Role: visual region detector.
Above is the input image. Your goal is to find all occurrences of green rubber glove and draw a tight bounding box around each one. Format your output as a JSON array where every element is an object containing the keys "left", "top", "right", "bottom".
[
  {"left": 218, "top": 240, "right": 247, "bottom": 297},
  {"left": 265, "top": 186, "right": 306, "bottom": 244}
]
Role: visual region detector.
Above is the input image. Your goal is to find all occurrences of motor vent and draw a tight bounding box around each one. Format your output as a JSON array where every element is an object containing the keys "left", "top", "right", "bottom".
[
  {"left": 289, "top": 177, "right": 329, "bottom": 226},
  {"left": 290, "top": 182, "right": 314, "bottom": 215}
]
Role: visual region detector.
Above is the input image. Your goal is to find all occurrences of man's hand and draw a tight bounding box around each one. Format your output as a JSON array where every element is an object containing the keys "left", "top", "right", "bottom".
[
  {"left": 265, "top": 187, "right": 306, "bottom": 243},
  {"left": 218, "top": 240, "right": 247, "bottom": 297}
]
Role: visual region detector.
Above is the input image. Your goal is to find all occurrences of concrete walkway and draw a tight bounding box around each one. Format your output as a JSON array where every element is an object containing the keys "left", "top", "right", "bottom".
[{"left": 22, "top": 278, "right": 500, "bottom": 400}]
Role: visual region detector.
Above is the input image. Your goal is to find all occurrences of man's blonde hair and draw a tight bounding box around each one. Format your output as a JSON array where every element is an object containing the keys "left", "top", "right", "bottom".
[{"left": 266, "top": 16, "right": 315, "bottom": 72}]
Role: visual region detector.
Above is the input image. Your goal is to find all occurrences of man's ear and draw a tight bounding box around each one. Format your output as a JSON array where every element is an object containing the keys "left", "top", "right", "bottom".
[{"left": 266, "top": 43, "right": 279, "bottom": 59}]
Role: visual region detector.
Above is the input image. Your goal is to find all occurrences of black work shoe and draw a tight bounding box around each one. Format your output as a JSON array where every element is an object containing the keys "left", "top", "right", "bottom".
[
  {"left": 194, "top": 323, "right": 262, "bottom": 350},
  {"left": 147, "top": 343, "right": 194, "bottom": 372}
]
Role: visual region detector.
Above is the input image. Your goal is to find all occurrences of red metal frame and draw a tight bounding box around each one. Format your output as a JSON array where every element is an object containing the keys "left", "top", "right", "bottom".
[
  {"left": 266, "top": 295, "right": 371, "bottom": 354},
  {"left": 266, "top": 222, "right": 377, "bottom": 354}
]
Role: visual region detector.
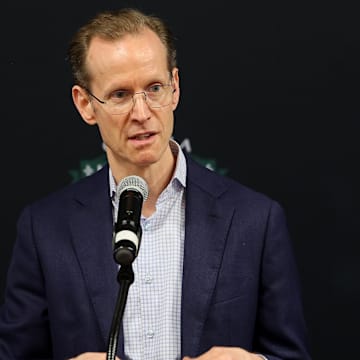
★ ★ ★ ★ ★ ★ ★
_Exercise goal:_
Without any pictures, print the whole listing again exactly as it stands.

_Task result:_
Role: visual region detector.
Above is the input image. Your goal is to find all occurrences of green rubber glove and draw a tight bounding box around each one. Format your output as a JSON array where every element is an object containing the keys "left", "top", "right", "bottom".
[
  {"left": 218, "top": 240, "right": 247, "bottom": 297},
  {"left": 265, "top": 186, "right": 306, "bottom": 244}
]
Role: visual region detector.
Above is the input image. Your goal is to find all occurrences of motor vent and draw a tight bounding box around each one. Format your output as a JSON array where every element is an object containing the keys "left", "top", "right", "bottom".
[
  {"left": 289, "top": 177, "right": 329, "bottom": 226},
  {"left": 290, "top": 182, "right": 314, "bottom": 215}
]
Role: visual region detector.
Above is the input image. Your goal is to find all occurrences of man's hand and draw a tight bounding box around each one. Format your output as a JSON array where every element is an object containing the keys "left", "top", "right", "bottom".
[
  {"left": 265, "top": 187, "right": 306, "bottom": 243},
  {"left": 218, "top": 240, "right": 247, "bottom": 297}
]
Role: visual region detector.
Above is the input image. Your goal is to find all occurrences of concrete walkway and draw a tight bounding box around each one. Format your output as a JSON array where every element is an object containing the keys "left", "top", "right", "bottom".
[{"left": 22, "top": 278, "right": 500, "bottom": 400}]
Role: visual region detector.
Above is the input image. Your goal is to find all occurrences of man's blonde hair and draw a tight bounding box around each one. Format your output as a JSON array where every element is an object containing the keys "left", "top", "right", "bottom".
[{"left": 266, "top": 16, "right": 315, "bottom": 72}]
Role: visual region detector.
Above is the input image. Your goal is to find all occurrences of man's ear and draw a tight bounding box around each one. Format your output as a JSON array where every element is an object containing the keys "left", "top", "right", "bottom".
[{"left": 266, "top": 43, "right": 279, "bottom": 59}]
Role: visual region detector.
Above is the input image. Your goal is to find all occurrences of black work shoe and draw a tight bounding box around each one. Format your output as a JSON array where every element is an object containing the keys "left", "top", "right", "bottom".
[
  {"left": 194, "top": 323, "right": 262, "bottom": 350},
  {"left": 147, "top": 343, "right": 194, "bottom": 372}
]
Role: visual region detector.
Above is the input image. Your goal is to find all occurrences of red metal frame and draw a tight bounding box around each one. Format your output as a JSON array where every element is an object containing the keys "left", "top", "right", "bottom".
[
  {"left": 266, "top": 295, "right": 371, "bottom": 354},
  {"left": 266, "top": 222, "right": 377, "bottom": 354}
]
Role: visual region detector.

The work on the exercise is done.